Task objective> Quote every entry word for word.

Point-per-instance localization data>
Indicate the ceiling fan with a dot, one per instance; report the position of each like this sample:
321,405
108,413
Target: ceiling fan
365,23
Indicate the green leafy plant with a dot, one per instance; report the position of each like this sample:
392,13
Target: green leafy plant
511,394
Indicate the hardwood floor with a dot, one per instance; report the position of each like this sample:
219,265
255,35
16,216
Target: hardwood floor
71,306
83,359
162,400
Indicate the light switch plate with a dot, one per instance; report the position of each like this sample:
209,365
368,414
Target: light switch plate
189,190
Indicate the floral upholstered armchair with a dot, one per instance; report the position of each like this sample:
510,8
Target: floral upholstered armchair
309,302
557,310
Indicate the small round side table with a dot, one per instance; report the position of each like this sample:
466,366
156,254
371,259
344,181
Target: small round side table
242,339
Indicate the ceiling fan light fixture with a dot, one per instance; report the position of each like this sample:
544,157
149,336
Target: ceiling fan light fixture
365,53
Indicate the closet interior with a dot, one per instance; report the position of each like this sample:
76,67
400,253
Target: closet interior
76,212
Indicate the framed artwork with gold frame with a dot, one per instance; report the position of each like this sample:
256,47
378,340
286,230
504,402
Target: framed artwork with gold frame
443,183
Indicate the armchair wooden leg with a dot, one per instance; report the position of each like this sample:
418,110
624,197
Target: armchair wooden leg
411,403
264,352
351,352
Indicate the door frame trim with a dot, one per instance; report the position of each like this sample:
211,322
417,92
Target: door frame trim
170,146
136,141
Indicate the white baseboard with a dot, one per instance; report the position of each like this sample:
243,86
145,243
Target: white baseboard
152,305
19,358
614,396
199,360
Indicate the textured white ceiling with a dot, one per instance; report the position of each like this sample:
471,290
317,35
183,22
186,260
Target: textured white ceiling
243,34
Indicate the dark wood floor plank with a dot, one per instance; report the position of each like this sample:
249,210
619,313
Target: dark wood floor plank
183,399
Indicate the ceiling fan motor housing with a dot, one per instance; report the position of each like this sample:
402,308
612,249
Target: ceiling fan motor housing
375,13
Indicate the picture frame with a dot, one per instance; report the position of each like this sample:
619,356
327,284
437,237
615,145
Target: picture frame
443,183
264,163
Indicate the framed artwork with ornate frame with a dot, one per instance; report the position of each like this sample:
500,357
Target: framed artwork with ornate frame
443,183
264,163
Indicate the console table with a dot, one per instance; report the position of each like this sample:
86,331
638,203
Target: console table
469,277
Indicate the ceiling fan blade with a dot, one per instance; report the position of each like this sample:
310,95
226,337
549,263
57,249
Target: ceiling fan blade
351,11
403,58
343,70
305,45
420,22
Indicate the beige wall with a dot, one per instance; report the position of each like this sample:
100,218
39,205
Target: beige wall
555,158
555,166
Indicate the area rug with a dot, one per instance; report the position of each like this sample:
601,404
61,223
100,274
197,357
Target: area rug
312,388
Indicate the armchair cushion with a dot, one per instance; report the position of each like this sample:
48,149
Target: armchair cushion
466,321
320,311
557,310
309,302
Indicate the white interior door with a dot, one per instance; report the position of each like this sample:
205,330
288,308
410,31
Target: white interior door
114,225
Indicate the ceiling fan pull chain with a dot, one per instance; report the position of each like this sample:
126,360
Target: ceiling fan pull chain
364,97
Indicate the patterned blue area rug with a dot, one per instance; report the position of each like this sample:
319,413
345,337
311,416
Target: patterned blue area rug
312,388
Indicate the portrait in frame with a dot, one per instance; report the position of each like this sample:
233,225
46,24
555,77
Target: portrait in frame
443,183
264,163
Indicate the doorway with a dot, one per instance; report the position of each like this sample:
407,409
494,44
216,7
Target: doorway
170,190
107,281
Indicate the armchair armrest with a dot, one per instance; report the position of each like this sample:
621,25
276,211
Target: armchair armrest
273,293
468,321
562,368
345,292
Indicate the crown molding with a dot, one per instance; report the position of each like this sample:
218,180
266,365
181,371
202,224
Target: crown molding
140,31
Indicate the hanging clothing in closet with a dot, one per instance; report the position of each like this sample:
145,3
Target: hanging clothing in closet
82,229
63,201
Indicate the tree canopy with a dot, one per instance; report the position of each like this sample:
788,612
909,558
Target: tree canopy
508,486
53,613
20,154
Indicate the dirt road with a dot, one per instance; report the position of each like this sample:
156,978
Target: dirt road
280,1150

Expected output>
Indicate the ceiling fan with a dot, one per instance; report the position of each like this sample:
321,405
108,413
Target: ceiling fan
365,23
Indicate the green leafy plant with a dot, one per instance; report the position of each like this sample:
392,13
Target: green leafy plant
511,394
Indicate the hardwood floor with a dot, one per instance; report the position of each like this sample:
219,265
255,35
16,216
Target: hardwood floor
71,306
83,359
162,400
Indicate the light switch plate with a dot, one per instance; report the position of each like this sample:
209,365
368,414
Target: light switch plate
189,190
Indicate the floral upholstered armchair with a dot, one per instance; report the position of each like this sample:
510,8
Target: floral upholstered armchair
309,302
557,310
Indicate the small round side table with a dot, one per instance; report the position of each like this sample:
466,366
156,254
371,259
344,181
Target: small round side table
242,339
Indicate the ceiling fan light fixture with a dot, one per instance; report the position of each like this sample:
544,157
149,336
Target: ceiling fan light fixture
365,53
Indicate the closet interior with a dot, one per instance; report the position of each like this sample:
76,67
400,253
Target: closet interior
76,212
Indicate the framed artwork with gold frame with a dot, one per instance; report the position of each like this sample:
256,47
378,340
286,230
504,402
Target: framed artwork with gold frame
443,183
Indicate the armchair wooden leg with a dot, one per instance; report the position of each like this sample:
418,110
624,197
Target: armchair wooden leg
411,403
264,352
351,352
Indicate the door frame trim with a dot, one per instance; report the position of each like this sample:
211,322
417,92
Target: door frame trim
170,146
136,141
Indicate the white baseboard with a dot, one per instance; report the position of each like this sample:
243,86
145,243
Target: white baseboard
152,305
19,358
614,396
199,360
Indicate the textured white ceiling with a dot, one per instance; report the position of each like this sample:
471,290
317,35
183,22
186,260
Target: textured white ceiling
243,34
Indicate the dark wood floor plank with a dot, one per instance; report the position of each like this sample:
249,210
619,313
Target: dark wood floor plank
183,399
Indicate the ceiling fan motor housing with a dot, one per instance; report the position of each like this sample:
402,308
612,249
Target: ceiling fan motor housing
375,13
Indicate the picture frame with a dot, one per instance; report the position of each like this sample:
619,356
327,284
437,237
615,145
Target: picture frame
443,183
264,163
Indicate the framed artwork with ornate frame with a dot, one per instance; report the position of each like this sample:
500,357
Target: framed artwork with ornate frame
443,183
264,163
Indicate the console table with a dot, one per instance; report the position of each like this sample:
86,331
638,203
Target: console table
469,277
Indicate the ceiling fan blade with a dot, one per instance; report the position of each like this sample:
310,95
226,337
549,263
57,249
Target: ceiling fan blade
351,11
403,58
343,70
305,45
420,22
Indicate the beige wall with a dot, one per instance; report the position of each like this sample:
100,218
39,205
Target: beige wall
555,158
555,166
Indicate the area rug with a dot, one per instance; report the position of each like this sample:
601,404
61,223
100,274
197,357
Target: area rug
312,388
Indicate the armchair cushion with a dot, one per instance; report the position of each like this sample:
48,149
Target: armchair cushion
466,321
320,311
557,310
309,302
Indicate the white interior door with a dot, one per instance; report the position of each like this sample:
205,330
288,308
410,31
Target: white interior door
114,225
Indicate the ceiling fan pull chain with a dot, one per instance; report the position of each like this sample:
126,360
Target: ceiling fan pull chain
364,97
Indicate the patterned blue area rug with a dot, one per instance; report the position of each like this sample:
319,413
345,337
311,416
Target: patterned blue area rug
312,388
Indicate the portrait in frame with a dot, one per instance; report the position of each like this sample:
233,225
46,24
555,77
Target: portrait in frame
443,183
264,163
Indicate the doorway with a dot, one per instance; report the position of each like this sample:
407,409
494,44
216,7
Target: doorway
170,190
107,281
Indicate the armchair armrest with a dot, one per instance; report the position of each like this sample:
621,25
276,211
Target: armchair armrest
273,293
468,321
562,368
345,292
Indicate the crown molding with a dot, one per instance; report the position of each like this sample:
218,180
266,365
181,371
202,224
Target: crown molding
140,31
Indicate the hanging clothing in closet with a dot, one per instance; report the position of each like this sample:
145,3
Target: hanging clothing in closet
82,229
63,201
Indicate the tree canopy with a dot, one per instance; report the position of each like this sample:
788,612
909,558
Target: tree canopy
508,486
53,613
20,154
Indicate the dirt road with a dot, one per instance; report the position of each like this sample:
156,978
Target: dirt road
280,1150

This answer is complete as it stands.